Problem to solve:
Could you write out the records below exactly as they appear?

The data:
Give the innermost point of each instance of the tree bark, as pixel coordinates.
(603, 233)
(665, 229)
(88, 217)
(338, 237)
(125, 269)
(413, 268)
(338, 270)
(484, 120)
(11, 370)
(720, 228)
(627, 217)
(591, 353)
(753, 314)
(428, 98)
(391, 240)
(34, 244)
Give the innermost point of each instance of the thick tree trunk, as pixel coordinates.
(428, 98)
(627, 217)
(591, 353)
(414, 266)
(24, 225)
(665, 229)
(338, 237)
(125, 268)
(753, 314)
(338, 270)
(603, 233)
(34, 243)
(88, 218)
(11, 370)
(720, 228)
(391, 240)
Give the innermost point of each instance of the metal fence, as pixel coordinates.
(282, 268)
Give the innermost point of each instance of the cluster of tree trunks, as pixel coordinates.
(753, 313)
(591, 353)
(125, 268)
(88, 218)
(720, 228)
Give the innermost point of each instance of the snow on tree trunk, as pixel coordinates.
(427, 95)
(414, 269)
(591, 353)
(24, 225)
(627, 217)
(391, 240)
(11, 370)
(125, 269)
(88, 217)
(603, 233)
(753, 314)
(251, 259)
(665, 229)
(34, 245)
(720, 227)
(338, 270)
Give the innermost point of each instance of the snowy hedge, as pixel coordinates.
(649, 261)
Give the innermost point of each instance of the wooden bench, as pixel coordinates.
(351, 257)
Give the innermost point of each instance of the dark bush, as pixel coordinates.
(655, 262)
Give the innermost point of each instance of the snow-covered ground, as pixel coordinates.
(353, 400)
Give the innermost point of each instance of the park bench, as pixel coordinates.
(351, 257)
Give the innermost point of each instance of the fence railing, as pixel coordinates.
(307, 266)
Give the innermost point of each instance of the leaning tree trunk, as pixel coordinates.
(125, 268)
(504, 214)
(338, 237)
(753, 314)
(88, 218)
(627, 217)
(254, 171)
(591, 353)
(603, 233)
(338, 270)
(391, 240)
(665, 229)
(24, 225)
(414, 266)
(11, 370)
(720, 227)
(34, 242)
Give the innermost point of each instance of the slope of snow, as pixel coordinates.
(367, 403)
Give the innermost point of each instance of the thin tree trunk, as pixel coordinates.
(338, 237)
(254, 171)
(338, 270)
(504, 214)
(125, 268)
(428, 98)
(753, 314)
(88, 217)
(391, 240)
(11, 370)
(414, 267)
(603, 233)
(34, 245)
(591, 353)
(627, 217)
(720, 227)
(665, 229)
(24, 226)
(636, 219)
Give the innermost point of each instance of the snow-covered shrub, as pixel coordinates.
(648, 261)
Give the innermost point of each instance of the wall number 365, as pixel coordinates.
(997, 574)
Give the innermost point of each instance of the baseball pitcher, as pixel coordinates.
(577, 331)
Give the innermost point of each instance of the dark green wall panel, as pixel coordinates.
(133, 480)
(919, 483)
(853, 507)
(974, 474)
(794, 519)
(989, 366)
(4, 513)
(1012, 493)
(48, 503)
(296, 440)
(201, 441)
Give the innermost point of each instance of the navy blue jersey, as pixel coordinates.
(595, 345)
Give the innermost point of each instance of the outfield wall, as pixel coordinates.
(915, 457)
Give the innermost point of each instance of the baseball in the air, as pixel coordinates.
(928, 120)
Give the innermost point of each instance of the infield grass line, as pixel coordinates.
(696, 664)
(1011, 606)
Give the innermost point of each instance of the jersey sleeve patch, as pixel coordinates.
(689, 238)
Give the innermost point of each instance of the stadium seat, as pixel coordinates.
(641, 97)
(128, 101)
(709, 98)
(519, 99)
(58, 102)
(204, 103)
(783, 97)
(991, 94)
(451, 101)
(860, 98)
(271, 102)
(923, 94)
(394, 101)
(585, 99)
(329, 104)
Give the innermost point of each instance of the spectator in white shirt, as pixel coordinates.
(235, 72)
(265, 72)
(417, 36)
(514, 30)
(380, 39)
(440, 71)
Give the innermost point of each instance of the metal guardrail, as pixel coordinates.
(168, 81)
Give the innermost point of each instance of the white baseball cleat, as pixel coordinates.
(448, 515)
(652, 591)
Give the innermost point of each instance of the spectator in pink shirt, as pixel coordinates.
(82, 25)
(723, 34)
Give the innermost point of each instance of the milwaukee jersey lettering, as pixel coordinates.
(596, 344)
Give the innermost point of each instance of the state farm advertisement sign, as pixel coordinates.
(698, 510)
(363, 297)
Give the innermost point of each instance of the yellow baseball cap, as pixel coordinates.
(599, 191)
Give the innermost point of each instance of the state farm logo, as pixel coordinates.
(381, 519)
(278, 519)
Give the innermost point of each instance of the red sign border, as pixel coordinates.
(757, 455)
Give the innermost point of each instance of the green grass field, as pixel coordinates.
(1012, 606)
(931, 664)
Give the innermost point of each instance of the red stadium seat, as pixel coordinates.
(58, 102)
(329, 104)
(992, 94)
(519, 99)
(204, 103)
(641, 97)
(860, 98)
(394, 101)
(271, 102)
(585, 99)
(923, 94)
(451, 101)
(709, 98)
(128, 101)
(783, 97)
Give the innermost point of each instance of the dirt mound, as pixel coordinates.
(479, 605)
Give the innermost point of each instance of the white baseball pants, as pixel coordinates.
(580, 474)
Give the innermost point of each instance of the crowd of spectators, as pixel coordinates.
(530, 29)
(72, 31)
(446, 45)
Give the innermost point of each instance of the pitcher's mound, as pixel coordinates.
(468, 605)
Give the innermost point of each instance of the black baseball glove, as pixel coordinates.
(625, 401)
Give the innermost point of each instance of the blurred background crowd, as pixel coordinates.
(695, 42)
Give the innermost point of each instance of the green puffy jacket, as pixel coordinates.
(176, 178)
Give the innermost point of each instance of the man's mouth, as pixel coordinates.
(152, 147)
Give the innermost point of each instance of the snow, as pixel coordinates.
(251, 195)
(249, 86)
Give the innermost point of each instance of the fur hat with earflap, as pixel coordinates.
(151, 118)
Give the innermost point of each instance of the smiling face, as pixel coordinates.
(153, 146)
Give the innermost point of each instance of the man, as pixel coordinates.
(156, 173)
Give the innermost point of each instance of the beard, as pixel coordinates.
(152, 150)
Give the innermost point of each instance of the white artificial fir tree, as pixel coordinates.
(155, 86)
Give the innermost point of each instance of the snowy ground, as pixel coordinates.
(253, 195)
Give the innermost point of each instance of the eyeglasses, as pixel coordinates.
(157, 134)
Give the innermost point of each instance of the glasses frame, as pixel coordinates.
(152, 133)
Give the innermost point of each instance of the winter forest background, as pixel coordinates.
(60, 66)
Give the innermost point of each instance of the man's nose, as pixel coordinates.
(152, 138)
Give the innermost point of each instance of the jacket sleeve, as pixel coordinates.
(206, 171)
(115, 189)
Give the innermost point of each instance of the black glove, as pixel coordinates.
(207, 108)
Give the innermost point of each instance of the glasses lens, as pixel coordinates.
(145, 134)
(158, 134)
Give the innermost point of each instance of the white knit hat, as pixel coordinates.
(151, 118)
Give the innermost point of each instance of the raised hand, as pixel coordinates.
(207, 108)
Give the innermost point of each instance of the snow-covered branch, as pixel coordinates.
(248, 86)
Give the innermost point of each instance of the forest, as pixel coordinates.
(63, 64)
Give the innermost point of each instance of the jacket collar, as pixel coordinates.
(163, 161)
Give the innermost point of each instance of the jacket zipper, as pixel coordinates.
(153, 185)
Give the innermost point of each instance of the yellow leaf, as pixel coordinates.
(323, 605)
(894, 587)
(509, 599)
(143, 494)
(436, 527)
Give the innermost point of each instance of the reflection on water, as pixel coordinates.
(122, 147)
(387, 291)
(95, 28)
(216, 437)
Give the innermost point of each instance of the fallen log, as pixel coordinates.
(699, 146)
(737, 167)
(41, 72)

Solution for this exercise:
Give the innermost point of each instance of the tree bark, as pixel coordinates.
(603, 233)
(665, 229)
(88, 217)
(338, 237)
(125, 269)
(413, 268)
(338, 270)
(484, 120)
(11, 370)
(720, 228)
(627, 217)
(591, 353)
(753, 314)
(428, 98)
(391, 240)
(34, 244)
Give the innermost point of each instance of the thick tree trunk, as pixel coordinates.
(428, 98)
(627, 217)
(591, 353)
(414, 266)
(24, 225)
(665, 229)
(338, 237)
(125, 268)
(753, 314)
(338, 270)
(603, 233)
(34, 243)
(88, 218)
(11, 370)
(720, 228)
(391, 240)
Give the innermost point of each instance of the metal fence, as pixel coordinates.
(282, 268)
Give the innermost point of each instance of the cluster of tree trunks, as pixel coordinates.
(753, 313)
(591, 353)
(125, 268)
(88, 218)
(720, 228)
Give the innermost point of each instance of the snow on tree trunk, as pixel coordinates.
(427, 95)
(414, 269)
(591, 353)
(24, 225)
(627, 217)
(391, 240)
(11, 370)
(125, 269)
(88, 217)
(603, 233)
(753, 314)
(251, 259)
(665, 229)
(34, 245)
(720, 227)
(338, 270)
Give the innermost point of each instance of the snowy hedge, as pixel coordinates.
(649, 261)
Give the innermost point of each instance of the wooden bench, as pixel coordinates.
(351, 257)
Give the innermost point of each instance of the dark bush, as pixel coordinates.
(655, 262)
Give the innermost point of each instance of the snow-covered ground, as pixel coordinates.
(353, 400)
Give the innermost point of each instance of the park bench, as pixel coordinates.
(351, 257)
Give the innermost point of each instance of the fence railing, as pixel coordinates.
(307, 266)
Give the innermost point of each instance of the leaning tree trunk, as pixel coordinates.
(125, 268)
(504, 214)
(338, 237)
(753, 314)
(88, 218)
(627, 217)
(254, 171)
(591, 353)
(603, 233)
(338, 270)
(391, 240)
(665, 229)
(24, 225)
(414, 266)
(11, 370)
(720, 227)
(34, 242)
Give the innermost point of each instance of the slope of snow, as pixel coordinates.
(367, 403)
Give the innermost point of each instance of the thin tree trunk, as pixel coordinates.
(338, 237)
(254, 171)
(338, 270)
(504, 214)
(125, 268)
(428, 98)
(753, 314)
(88, 217)
(391, 240)
(11, 370)
(414, 267)
(603, 233)
(34, 245)
(591, 353)
(627, 217)
(720, 227)
(665, 229)
(24, 226)
(636, 219)
Give the innermost point of each instance of the snow-covered shrub, as pixel coordinates.
(648, 261)
Give the innermost point of each instance of the wall number 365, as pixel coordinates.
(997, 574)
Give the innermost point of each instance of the baseball pitcher, as pixel coordinates.
(577, 331)
Give the innermost point of each instance of the dark green wall panel, as pixel coordinates.
(133, 480)
(919, 483)
(853, 507)
(974, 474)
(794, 519)
(989, 366)
(4, 513)
(1012, 493)
(48, 503)
(296, 440)
(201, 441)
Give the innermost point of each instance of the navy blue jersey, as pixel coordinates.
(595, 345)
Give the innermost point of each instance of the outfield wall, as pixel coordinates.
(915, 457)
Give the innermost point of each instance of the baseball in the air, as pixel coordinates.
(928, 120)
Give the innermost point of each instance of the infield grass line, as pixel coordinates.
(696, 664)
(1011, 606)
Give the innermost point of each instance of the jersey sleeve patch, as pixel coordinates.
(689, 238)
Give the innermost point of each instance of the stadium seat, as pixel coordinates.
(641, 97)
(128, 101)
(709, 98)
(519, 99)
(58, 102)
(204, 103)
(783, 97)
(991, 94)
(451, 101)
(860, 98)
(271, 102)
(923, 94)
(394, 101)
(585, 99)
(329, 104)
Give the innermost point of each instance of the spectator in white shirt, as pixel coordinates.
(235, 72)
(265, 72)
(417, 36)
(514, 30)
(380, 39)
(440, 71)
Give the innermost point of each instance of the metal guardrail, as pixel coordinates.
(168, 81)
Give the innermost point of each instance of the white baseball cleat, as pixel coordinates.
(448, 515)
(652, 591)
Give the innermost point of each instance of the spectator in pink shirt, as pixel coordinates.
(82, 25)
(723, 34)
Give the innermost point of each instance of the milwaukee jersey lettering, as pixel coordinates.
(596, 344)
Give the innermost point of each instance of the state farm advertisement sign, as pixel coordinates.
(698, 510)
(363, 297)
Give the innermost point of each instance of the yellow baseball cap, as pixel coordinates.
(599, 191)
Give the innermost point of each instance of the state farm logo, as pixel coordinates.
(381, 519)
(278, 519)
Give the innermost point of each instance of the red sign border, as pixel coordinates.
(757, 455)
Give the innermost point of each instance of the green grass field, as pixel coordinates.
(1012, 606)
(931, 664)
Give the innermost point of each instance of the red stadium seat, as pixel coordinates.
(58, 102)
(329, 104)
(992, 94)
(519, 99)
(204, 103)
(641, 97)
(860, 98)
(394, 101)
(271, 102)
(585, 99)
(923, 94)
(451, 101)
(709, 98)
(128, 101)
(783, 97)
Give the innermost point of each instance of the dirt mound, as pixel coordinates.
(479, 605)
Give the innermost point of each instance of the white baseball pants, as pixel coordinates.
(580, 474)
Give the innermost point of each instance of the crowd of spectators, as pixel coordinates.
(530, 29)
(72, 31)
(446, 45)
Give the innermost point of each instance of the pitcher's mound, as pixel coordinates.
(468, 605)
Give the innermost point of each instance of the black baseball glove, as pixel coordinates.
(625, 401)
Give the innermost point of each instance of the blurred background crowd, as pixel coordinates.
(695, 42)
Give the innermost point of each instance of the green puffy jacket, as pixel coordinates.
(176, 178)
Give the innermost point of each instance of the man's mouth, as pixel coordinates.
(152, 147)
Give the innermost point of each instance of the snow, as pixel coordinates.
(251, 195)
(249, 86)
Give the innermost point of each instance of the fur hat with earflap, as pixel coordinates.
(151, 118)
Give the innermost point of each instance of the smiling face, as pixel coordinates.
(153, 146)
Give the innermost point of each instance of the man, as pixel coordinates.
(156, 173)
Give the innermost point of each instance of the beard, as pixel coordinates.
(152, 150)
Give the innermost point of each instance of the white artificial fir tree, as pixel coordinates.
(155, 86)
Give the innermost point of each instance of the snowy ground, as pixel coordinates.
(253, 195)
Give the innermost point of each instance of the eyeglasses, as pixel coordinates.
(157, 134)
Give the innermost point of each instance of the glasses frame, as pixel coordinates.
(152, 133)
Give the innermost point of each instance of the winter forest background, as pixel coordinates.
(60, 66)
Give the innermost point of each instance of the man's nose, as pixel coordinates.
(152, 138)
Give the innermost point of each instance of the jacket sleeve, as pixel coordinates.
(206, 171)
(115, 189)
Give the innermost point of each instance of the black glove, as pixel coordinates.
(207, 108)
Give the innermost point of each instance of the glasses lens, as pixel coordinates.
(145, 134)
(158, 134)
Give the innermost point of each instance of the white knit hat, as pixel coordinates.
(151, 118)
Give the innermost point of each instance of the raised hand, as pixel coordinates.
(207, 108)
Give the innermost point of each instance of the snow-covered branch, as pixel coordinates.
(248, 86)
Give the innermost point of each instance of the forest, as pixel coordinates.
(63, 64)
Give the innermost point of each instance of the jacket collar, as pixel coordinates.
(163, 161)
Give the innermost point of each instance of the jacket zipper, as pixel coordinates.
(153, 185)
Give the innermost point of each instance of the yellow leaf, as pixel coordinates.
(323, 605)
(894, 587)
(509, 599)
(143, 494)
(436, 527)
Give the innermost point of each instance of the reflection on water, as pixel coordinates.
(122, 147)
(387, 291)
(95, 28)
(216, 437)
Give the innermost point of each instance of the fallen log, as pixel coordinates.
(699, 146)
(737, 167)
(41, 72)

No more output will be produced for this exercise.